Le principe du dispositif est également remis en cause par la Cour des Comptes. L’obligation appliquée aux fournisseurs d’énergie est directement transmise à leurs clients, c’est-à-dire principalement les ménages. L’institution supérieure de contrôle estime ainsi à 164 € le coût supporté par chaque ménage, en 2023, pour financer le dispositif. La tendance à la hausse du volume d’obligation périodes après périodes impacte donc chaque année un peu plus les consommateurs.

·····

**Exercice proposé 1**
D'après l'extrait sur le coût du dispositif, quel montant la Cour des Comptes retient-elle pour la charge supportée par chaque ménage en 2023 ?
**Exercice proposé 2**
Prolongez l'extrait sur le coût du dispositif à partir de sa dernière phrase.

·····

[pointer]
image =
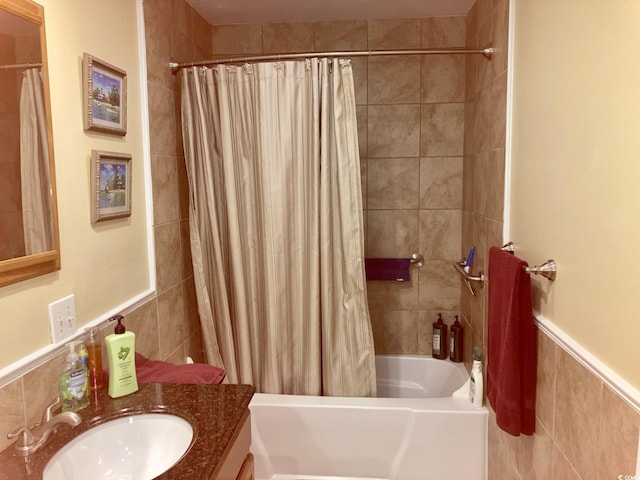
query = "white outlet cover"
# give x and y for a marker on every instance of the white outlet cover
(62, 318)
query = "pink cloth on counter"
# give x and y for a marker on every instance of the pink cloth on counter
(511, 344)
(157, 371)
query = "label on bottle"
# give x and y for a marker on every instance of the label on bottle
(472, 389)
(77, 384)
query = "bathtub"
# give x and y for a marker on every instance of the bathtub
(416, 438)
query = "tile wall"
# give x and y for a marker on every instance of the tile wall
(410, 125)
(167, 326)
(584, 430)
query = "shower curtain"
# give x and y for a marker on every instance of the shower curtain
(37, 214)
(276, 225)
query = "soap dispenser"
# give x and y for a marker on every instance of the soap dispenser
(476, 388)
(74, 382)
(455, 342)
(439, 339)
(121, 357)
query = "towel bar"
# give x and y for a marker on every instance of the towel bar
(548, 270)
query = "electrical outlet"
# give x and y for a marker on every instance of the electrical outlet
(62, 316)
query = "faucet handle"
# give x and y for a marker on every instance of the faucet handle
(26, 437)
(48, 412)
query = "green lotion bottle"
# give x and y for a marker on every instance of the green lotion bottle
(121, 356)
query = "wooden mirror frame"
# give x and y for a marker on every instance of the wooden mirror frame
(22, 268)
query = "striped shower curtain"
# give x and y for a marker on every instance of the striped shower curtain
(272, 160)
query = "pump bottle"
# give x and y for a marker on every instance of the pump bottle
(121, 355)
(455, 342)
(74, 382)
(439, 339)
(477, 384)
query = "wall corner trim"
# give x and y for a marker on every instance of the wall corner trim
(614, 381)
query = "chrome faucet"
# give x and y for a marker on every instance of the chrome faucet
(27, 443)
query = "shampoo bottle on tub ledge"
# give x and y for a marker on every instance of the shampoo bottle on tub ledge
(477, 384)
(121, 356)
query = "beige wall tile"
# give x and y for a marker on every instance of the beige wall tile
(287, 37)
(546, 381)
(391, 295)
(359, 68)
(535, 455)
(578, 410)
(162, 120)
(236, 39)
(443, 32)
(41, 387)
(393, 131)
(439, 290)
(12, 407)
(190, 304)
(341, 36)
(390, 34)
(561, 468)
(392, 233)
(442, 129)
(168, 255)
(495, 184)
(362, 116)
(157, 16)
(440, 233)
(395, 331)
(441, 182)
(165, 189)
(394, 79)
(503, 452)
(618, 440)
(443, 78)
(171, 320)
(393, 183)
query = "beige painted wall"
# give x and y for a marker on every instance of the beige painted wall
(104, 265)
(575, 168)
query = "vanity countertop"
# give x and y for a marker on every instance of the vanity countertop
(215, 410)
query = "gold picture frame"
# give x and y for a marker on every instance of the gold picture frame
(105, 97)
(110, 185)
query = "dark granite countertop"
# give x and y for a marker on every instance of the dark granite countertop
(213, 410)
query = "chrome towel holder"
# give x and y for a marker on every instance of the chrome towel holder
(548, 270)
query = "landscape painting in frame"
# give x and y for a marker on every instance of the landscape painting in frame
(111, 185)
(105, 97)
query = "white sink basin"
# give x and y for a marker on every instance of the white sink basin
(139, 447)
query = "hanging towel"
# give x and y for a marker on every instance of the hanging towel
(511, 344)
(388, 269)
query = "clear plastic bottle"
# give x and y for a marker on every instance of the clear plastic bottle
(476, 388)
(74, 382)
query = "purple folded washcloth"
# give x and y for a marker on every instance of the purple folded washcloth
(387, 269)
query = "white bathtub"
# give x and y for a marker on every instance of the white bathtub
(330, 438)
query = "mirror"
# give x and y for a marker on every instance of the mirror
(29, 241)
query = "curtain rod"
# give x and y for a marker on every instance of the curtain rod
(487, 52)
(20, 65)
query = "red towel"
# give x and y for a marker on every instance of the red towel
(511, 344)
(157, 371)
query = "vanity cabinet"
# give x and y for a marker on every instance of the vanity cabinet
(237, 462)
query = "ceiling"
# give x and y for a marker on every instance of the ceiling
(223, 12)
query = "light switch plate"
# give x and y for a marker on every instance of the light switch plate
(62, 317)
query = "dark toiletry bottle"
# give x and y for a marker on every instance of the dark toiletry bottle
(439, 339)
(455, 342)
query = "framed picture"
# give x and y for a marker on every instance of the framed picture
(105, 97)
(110, 185)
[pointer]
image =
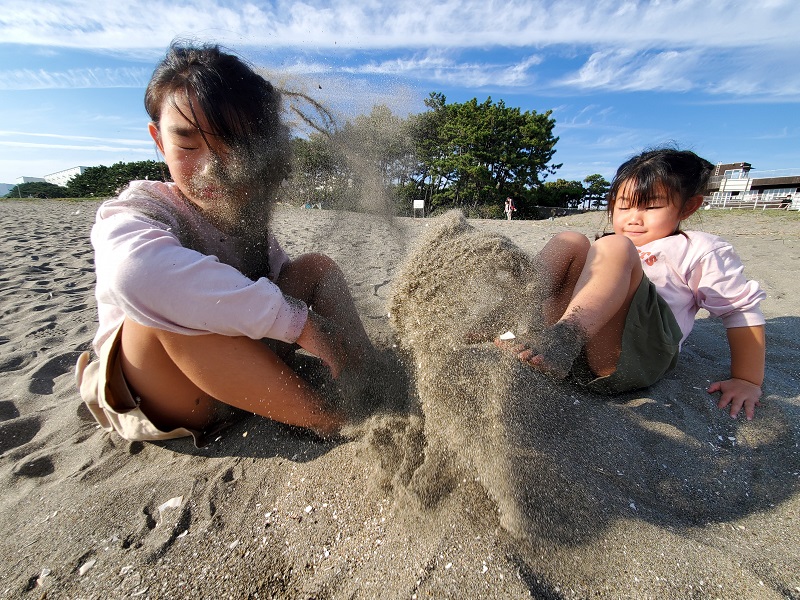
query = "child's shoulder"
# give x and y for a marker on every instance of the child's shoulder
(154, 199)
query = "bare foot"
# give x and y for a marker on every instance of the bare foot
(551, 351)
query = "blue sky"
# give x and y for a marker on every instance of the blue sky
(720, 77)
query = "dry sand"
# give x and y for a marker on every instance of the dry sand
(479, 478)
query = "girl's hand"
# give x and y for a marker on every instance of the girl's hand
(737, 393)
(322, 338)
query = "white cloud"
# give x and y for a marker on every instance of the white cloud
(39, 79)
(75, 138)
(626, 70)
(404, 23)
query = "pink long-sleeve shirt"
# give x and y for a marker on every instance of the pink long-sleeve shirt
(161, 264)
(697, 270)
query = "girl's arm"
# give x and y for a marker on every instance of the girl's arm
(743, 389)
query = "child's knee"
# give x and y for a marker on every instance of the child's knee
(575, 242)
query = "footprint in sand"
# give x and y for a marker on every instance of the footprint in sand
(42, 381)
(16, 432)
(8, 410)
(38, 464)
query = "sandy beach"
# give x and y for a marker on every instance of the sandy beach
(477, 478)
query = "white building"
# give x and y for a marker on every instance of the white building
(61, 178)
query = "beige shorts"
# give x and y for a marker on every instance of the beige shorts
(106, 393)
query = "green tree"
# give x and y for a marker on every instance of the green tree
(479, 153)
(596, 190)
(37, 189)
(560, 193)
(103, 181)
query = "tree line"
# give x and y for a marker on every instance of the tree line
(470, 155)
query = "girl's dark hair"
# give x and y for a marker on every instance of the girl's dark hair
(681, 172)
(241, 107)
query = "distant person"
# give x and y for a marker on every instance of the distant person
(628, 301)
(510, 208)
(191, 284)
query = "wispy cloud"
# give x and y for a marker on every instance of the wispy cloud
(627, 70)
(404, 23)
(76, 138)
(85, 147)
(39, 79)
(449, 71)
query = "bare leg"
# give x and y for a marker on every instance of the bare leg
(181, 380)
(595, 315)
(559, 265)
(319, 282)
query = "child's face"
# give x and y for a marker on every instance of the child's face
(195, 168)
(659, 219)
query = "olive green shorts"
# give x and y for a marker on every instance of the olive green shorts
(650, 344)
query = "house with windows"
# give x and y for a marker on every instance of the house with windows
(738, 185)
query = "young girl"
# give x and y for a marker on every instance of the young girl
(628, 301)
(190, 281)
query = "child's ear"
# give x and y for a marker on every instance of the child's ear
(691, 206)
(156, 135)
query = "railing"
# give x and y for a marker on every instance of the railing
(754, 203)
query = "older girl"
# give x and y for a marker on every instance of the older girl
(190, 281)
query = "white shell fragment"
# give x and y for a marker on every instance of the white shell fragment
(86, 566)
(171, 503)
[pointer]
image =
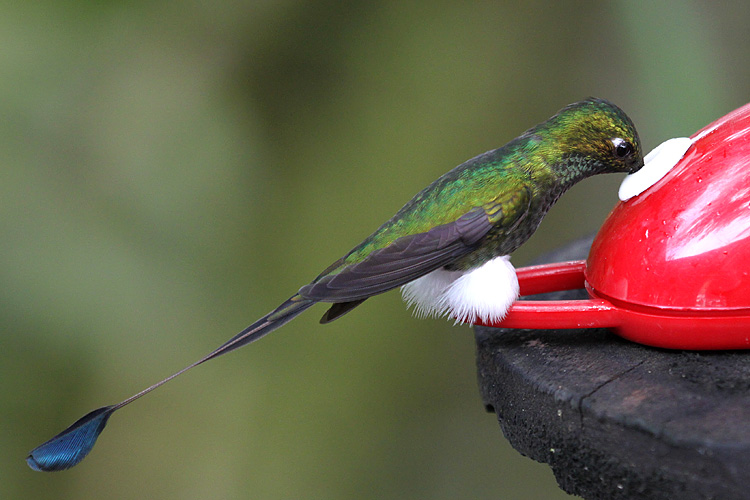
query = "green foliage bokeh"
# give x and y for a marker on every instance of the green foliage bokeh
(171, 171)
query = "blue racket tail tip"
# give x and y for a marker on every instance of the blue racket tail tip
(72, 445)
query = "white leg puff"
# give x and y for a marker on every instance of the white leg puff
(486, 292)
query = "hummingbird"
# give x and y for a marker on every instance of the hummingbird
(448, 248)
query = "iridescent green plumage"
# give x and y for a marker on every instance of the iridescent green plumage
(484, 208)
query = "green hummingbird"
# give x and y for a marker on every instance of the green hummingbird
(448, 248)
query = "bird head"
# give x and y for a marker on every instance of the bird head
(600, 132)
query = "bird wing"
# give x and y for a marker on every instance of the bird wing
(412, 256)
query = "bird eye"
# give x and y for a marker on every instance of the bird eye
(623, 148)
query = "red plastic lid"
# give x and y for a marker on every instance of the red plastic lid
(684, 244)
(670, 267)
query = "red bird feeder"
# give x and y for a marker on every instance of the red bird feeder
(669, 267)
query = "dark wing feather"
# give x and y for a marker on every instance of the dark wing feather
(404, 260)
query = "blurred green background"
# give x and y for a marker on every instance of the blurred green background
(173, 170)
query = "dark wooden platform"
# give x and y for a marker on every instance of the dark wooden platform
(618, 420)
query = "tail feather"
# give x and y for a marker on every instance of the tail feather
(277, 318)
(73, 444)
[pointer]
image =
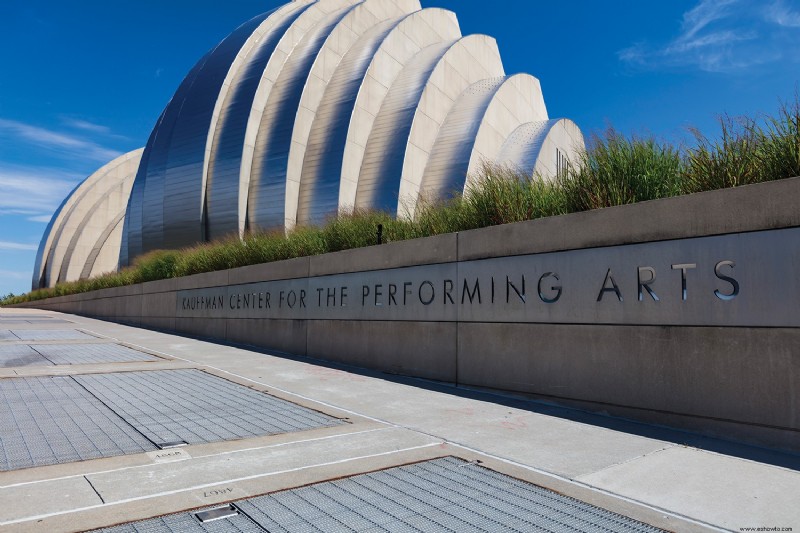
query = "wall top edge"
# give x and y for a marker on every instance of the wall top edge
(749, 208)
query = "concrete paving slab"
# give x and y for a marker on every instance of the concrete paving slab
(54, 497)
(210, 471)
(729, 492)
(578, 454)
(49, 334)
(562, 447)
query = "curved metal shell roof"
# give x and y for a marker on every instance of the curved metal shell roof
(313, 109)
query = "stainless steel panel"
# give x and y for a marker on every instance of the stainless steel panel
(222, 199)
(743, 280)
(446, 172)
(132, 231)
(266, 207)
(382, 167)
(172, 201)
(322, 165)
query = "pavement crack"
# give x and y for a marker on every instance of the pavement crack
(648, 454)
(95, 490)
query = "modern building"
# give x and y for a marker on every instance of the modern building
(313, 109)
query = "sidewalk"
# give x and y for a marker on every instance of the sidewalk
(669, 479)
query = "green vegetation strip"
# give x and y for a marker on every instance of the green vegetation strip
(615, 170)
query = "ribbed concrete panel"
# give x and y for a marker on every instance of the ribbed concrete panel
(325, 107)
(563, 145)
(518, 101)
(268, 187)
(378, 182)
(54, 231)
(106, 250)
(535, 148)
(447, 166)
(97, 203)
(46, 242)
(470, 60)
(312, 16)
(111, 197)
(430, 30)
(310, 110)
(226, 200)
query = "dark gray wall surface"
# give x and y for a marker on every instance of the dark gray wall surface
(703, 361)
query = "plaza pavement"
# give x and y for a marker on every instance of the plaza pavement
(673, 480)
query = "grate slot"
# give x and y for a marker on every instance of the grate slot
(445, 494)
(218, 513)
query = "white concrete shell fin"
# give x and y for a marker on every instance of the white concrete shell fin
(85, 234)
(314, 109)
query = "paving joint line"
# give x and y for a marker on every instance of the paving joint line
(212, 455)
(216, 483)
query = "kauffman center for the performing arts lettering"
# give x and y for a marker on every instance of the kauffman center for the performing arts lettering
(731, 280)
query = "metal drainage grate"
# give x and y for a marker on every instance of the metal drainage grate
(50, 334)
(76, 354)
(445, 494)
(15, 355)
(195, 407)
(54, 420)
(51, 420)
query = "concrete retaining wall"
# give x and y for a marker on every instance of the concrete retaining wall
(725, 363)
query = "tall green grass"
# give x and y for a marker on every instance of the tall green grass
(615, 170)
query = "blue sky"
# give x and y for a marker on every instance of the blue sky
(84, 81)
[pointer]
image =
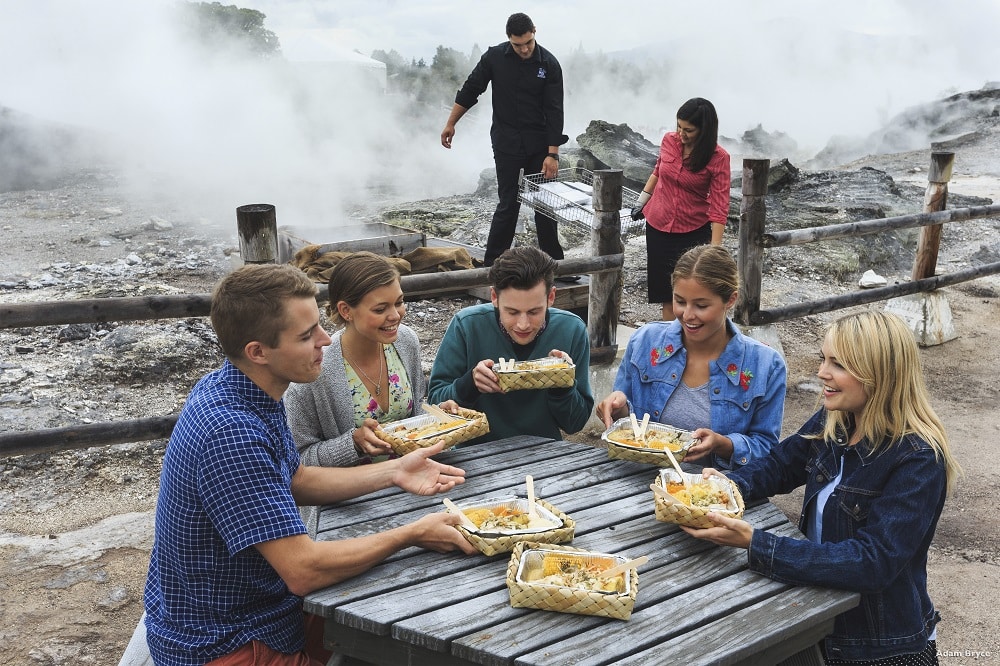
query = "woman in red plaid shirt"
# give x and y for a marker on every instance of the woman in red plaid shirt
(686, 199)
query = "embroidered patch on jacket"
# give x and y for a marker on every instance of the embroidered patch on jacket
(745, 376)
(659, 353)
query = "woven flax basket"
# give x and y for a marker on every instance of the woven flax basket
(622, 428)
(669, 509)
(525, 594)
(401, 445)
(543, 373)
(494, 545)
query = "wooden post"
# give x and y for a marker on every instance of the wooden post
(258, 232)
(605, 288)
(935, 199)
(750, 256)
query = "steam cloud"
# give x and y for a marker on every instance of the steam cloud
(316, 140)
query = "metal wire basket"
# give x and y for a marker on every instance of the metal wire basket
(569, 198)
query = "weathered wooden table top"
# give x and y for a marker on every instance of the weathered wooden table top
(697, 603)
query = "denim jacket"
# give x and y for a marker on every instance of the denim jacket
(746, 386)
(877, 528)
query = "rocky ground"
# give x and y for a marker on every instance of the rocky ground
(75, 527)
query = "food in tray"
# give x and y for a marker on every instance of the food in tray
(429, 430)
(653, 439)
(578, 572)
(505, 518)
(701, 494)
(551, 363)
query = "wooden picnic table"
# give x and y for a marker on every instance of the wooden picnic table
(697, 603)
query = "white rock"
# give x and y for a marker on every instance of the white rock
(872, 279)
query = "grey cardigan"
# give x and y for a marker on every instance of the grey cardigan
(321, 414)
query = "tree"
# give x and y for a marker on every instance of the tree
(215, 25)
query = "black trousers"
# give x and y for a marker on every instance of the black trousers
(505, 217)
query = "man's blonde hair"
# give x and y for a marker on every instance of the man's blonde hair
(249, 305)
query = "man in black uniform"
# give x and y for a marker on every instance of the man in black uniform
(527, 126)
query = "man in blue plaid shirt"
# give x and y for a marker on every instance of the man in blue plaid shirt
(231, 557)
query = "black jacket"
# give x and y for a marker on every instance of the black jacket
(527, 98)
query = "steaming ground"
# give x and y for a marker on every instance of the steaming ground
(75, 528)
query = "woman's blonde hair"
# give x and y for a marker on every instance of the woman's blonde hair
(879, 350)
(711, 266)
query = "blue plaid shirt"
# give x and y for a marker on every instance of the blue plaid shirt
(225, 486)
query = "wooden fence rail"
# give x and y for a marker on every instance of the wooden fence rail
(754, 240)
(256, 224)
(93, 310)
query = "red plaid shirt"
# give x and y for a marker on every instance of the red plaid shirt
(683, 201)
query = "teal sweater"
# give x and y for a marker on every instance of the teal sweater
(474, 334)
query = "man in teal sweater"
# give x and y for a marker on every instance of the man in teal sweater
(519, 324)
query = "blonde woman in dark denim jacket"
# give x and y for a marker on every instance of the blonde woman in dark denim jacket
(876, 466)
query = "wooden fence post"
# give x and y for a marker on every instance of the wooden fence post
(258, 231)
(750, 255)
(935, 199)
(605, 288)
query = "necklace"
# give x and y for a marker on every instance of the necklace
(378, 384)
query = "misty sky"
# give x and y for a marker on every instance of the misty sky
(243, 134)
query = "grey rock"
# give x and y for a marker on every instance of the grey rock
(619, 147)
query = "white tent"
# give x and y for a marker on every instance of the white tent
(319, 57)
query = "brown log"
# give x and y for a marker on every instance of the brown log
(258, 231)
(750, 256)
(787, 312)
(935, 199)
(50, 440)
(605, 288)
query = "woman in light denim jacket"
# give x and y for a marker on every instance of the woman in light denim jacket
(876, 467)
(732, 388)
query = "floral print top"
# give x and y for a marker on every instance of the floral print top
(400, 392)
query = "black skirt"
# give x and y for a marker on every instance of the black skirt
(663, 249)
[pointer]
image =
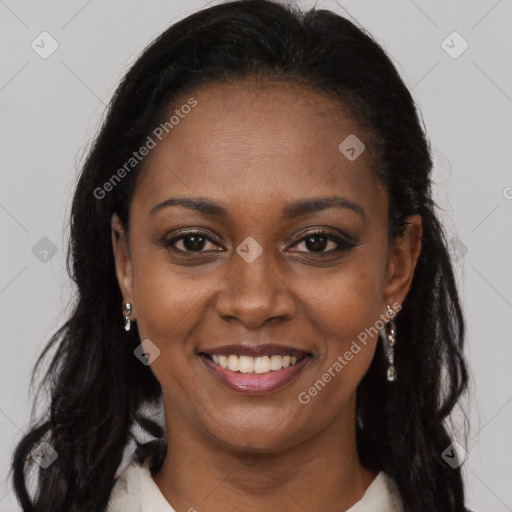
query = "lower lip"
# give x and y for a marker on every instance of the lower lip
(255, 383)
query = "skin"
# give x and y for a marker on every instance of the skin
(254, 148)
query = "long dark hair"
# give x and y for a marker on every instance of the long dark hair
(97, 386)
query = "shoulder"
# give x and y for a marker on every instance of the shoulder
(381, 496)
(125, 495)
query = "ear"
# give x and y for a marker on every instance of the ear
(122, 260)
(403, 257)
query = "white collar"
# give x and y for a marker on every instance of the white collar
(136, 491)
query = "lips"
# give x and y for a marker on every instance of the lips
(268, 349)
(260, 378)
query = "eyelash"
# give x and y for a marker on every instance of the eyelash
(343, 245)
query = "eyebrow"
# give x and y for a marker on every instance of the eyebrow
(290, 211)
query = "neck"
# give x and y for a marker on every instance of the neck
(200, 472)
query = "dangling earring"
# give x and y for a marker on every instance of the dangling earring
(389, 344)
(127, 311)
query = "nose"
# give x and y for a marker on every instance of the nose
(255, 292)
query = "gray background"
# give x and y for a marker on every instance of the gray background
(51, 109)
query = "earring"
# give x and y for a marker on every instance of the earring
(127, 311)
(389, 345)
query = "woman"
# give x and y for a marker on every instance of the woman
(255, 247)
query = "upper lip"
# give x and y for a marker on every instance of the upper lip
(252, 350)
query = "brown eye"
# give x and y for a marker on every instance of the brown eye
(191, 242)
(318, 241)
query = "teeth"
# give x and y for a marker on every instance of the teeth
(247, 364)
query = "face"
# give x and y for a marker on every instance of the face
(263, 259)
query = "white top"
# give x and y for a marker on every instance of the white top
(136, 491)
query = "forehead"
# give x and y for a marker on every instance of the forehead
(248, 144)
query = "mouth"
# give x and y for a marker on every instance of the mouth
(257, 369)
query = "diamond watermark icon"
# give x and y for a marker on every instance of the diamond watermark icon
(147, 352)
(44, 454)
(44, 250)
(249, 249)
(44, 45)
(454, 455)
(454, 45)
(352, 147)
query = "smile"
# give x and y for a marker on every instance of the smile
(253, 375)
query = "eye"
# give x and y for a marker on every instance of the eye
(318, 241)
(193, 241)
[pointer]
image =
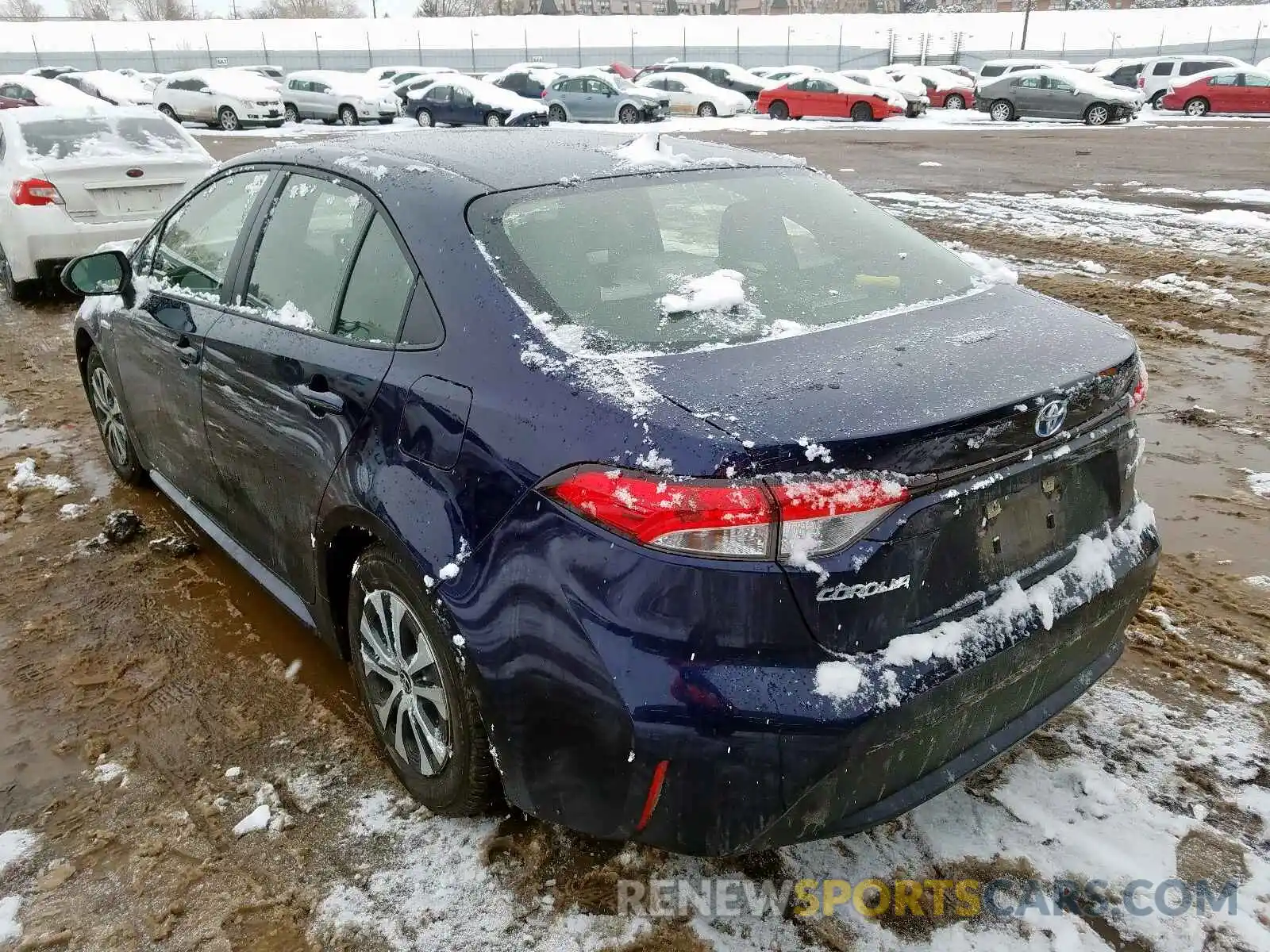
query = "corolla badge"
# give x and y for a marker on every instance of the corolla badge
(842, 590)
(1051, 418)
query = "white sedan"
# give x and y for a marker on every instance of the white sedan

·····

**Réponse attendue 1**
164 € par ménage.

**Réponse attendue 2**
Recommandations de la Cour des Comptes

 

Au vu de ces éléments, la Cour des Comptes laisse envisager une suppression du dispositif. Dans le cas contraire, de nombreuses réformes structurelles seraient nécessaires afin d’aligner le dispositif avec les objectifs de réduction de la consommation énergétique du pays. Ces réformes viseraient à stabiliser le dispositif, rapprocher les économies théoriques des économies réelles, réduire les risques de fraudes et améliorer la transparence du dispositif. En ce sens, les rapporteurs préconisent de :

 

  • Soumettre au Parlement le niveau précis d’obligation d’économies d’énergie pour chaque période quinquennale dans la loi portant la stratégie française pour l’énergie et le climat ;
  • Arrêter les paramètres structurants du dispositif dans la programmation pluriannuelle de l’énergie ;
  • Supprimer le financement des programmes ;
  • Renforcer les études de gisement préalables et les évaluations en y consacrant une part du coût total du dispositif ;
  • Inclure dans les dossiers de demande de certificats les informations essentielles à l’évaluation du dispositif ;
  • Asseoir le dispositif sur les économies d’énergie réelles et en publier annuellement les résultats ;
  • Définir et mettre en œuvre un plan d’actions renforcé de lutte contre la fraude aux CEE.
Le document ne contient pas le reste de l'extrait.